_Extrait de page_.
==*==
Les monopoles et les gouvernements sont responsables de la propagation désastreuse de la COVID-19 chez Cargill et dans les autres usines de traitement de la viande

Au 22 avril, 440 travailleurs de l'usine Cargill de traitement des viandes à High River, en Alberta, au sud de Calgary, ont été déclarés infectés par la COVID-19 et un travailleur est décédé. Avec la propagation dans la communauté, y compris parmi les familles des travailleurs, il y a maintenant 580 cas liés à l'usine. Ils comprennent des cas dans des foyers de soins de longue durée où travaillent des membres des familles des travailleurs de Cargill. Le 20 avril, Cargill a finalement annoncé la fermeture temporaire de l'usine. Deux mille personnes y travaillent.

Quatre-vingt-seize cas de la COVID-19 ont également été confirmés à l'usine de transformation de la viande JBS à Brooks, en Alberta. Un travailleur est mort à JBS, et la cause de son décès n'a pas été encore confirmée. JBS refuse de fermer l'usine malgré les demandes des travailleurs et de leur syndicat. Un cas à l'usine de boeuf Harmony à Balzac, en Alberta, en mars, a été résolu. Les trois usines représentent environ les trois quarts des fournisseurs de boeuf au Canada. Également en Alberta, 32 cas ont été confirmés jusqu'à présent, qui sont liés directement au projet de sables bitumineux Imperial Oil Kearl au nord de Fort McMurray. Il s'agit d'une opération par navette aérienne où les travailleurs viennent de nombreuses régions du Canada, et des cas se sont maintenant propagés en Colombie-Britannique, en Saskatchewan et en Nouvelle-Écosse. Au total, un cas sur cinq de la COVID-19 en Alberta est lié à des éclosions dans ces deux secteurs, et ce nombre devrait augmenter selon le médecin-hygiéniste en chef.
==*==
_Entrées de données stockées_.
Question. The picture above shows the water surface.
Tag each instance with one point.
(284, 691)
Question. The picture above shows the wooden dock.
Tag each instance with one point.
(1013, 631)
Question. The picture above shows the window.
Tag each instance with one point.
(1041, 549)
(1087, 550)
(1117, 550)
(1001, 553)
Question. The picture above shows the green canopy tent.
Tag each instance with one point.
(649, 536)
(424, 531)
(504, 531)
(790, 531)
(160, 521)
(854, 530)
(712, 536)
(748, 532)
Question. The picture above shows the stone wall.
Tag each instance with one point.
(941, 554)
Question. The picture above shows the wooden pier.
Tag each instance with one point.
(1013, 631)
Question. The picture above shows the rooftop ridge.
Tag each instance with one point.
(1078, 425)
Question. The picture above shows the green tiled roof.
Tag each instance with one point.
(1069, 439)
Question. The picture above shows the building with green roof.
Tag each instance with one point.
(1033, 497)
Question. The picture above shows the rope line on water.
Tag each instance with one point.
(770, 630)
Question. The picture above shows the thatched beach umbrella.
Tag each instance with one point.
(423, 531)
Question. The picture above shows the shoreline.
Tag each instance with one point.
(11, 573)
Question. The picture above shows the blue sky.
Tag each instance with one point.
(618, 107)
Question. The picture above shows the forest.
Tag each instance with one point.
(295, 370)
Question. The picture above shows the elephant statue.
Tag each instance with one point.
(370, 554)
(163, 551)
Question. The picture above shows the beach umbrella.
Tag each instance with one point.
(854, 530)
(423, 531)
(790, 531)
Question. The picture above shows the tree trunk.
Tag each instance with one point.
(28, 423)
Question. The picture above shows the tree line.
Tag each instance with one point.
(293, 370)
==*==
_Objectif de l'exercice_. Poursuivez l'article sur la COVID-19 dans les usines de transformation de la viande en Alberta en reprenant juste après sa dernière phrase.

_Résultat obtenu_.
Forum ouvrier exprime ses sincères condoléances à la famille, aux amis et aux collègues de travail des  travailleurs décédés et ses meilleurs voeux de bon rétablissement à ceux qui sont malades. Cette tragédie était évitable. Elle s'est produite parce que ces gigantesques monopoles mondiaux sont autorisés à faire ce qu'ils veulent et à mener leurs activités comme si de rien n'était, conformément à leurs définitions intéressées de la santé et de la sécurité. Cela s'est produit parce que le droit des travailleurs à avoir le dernier mot sur les conditions de travail sécuritaires pendant la pandémie leur a été refusé et les propositions du syndicat ont été ignorées. Cela s'est produit aussi parce que plusieurs travailleurs sont des travailleurs philippins contractuels qui sont vulnérables et considérés comme aisément remplaçables. Tout ceci révèle l'inhumanité de ceux qui ont usurpé les positions de pouvoir, et à quel point ils sont détachés des problèmes des travailleurs dont ils ne connaissent tien. En outre, cela révèle l'absence d'une autorité publique qui assume ses responsabilités, ainsi que la cupidité débridée de ce gigantesque monopole mondial qui ne reconnaît pas que les travailleurs sont des êtres humains et les traite comme des choses.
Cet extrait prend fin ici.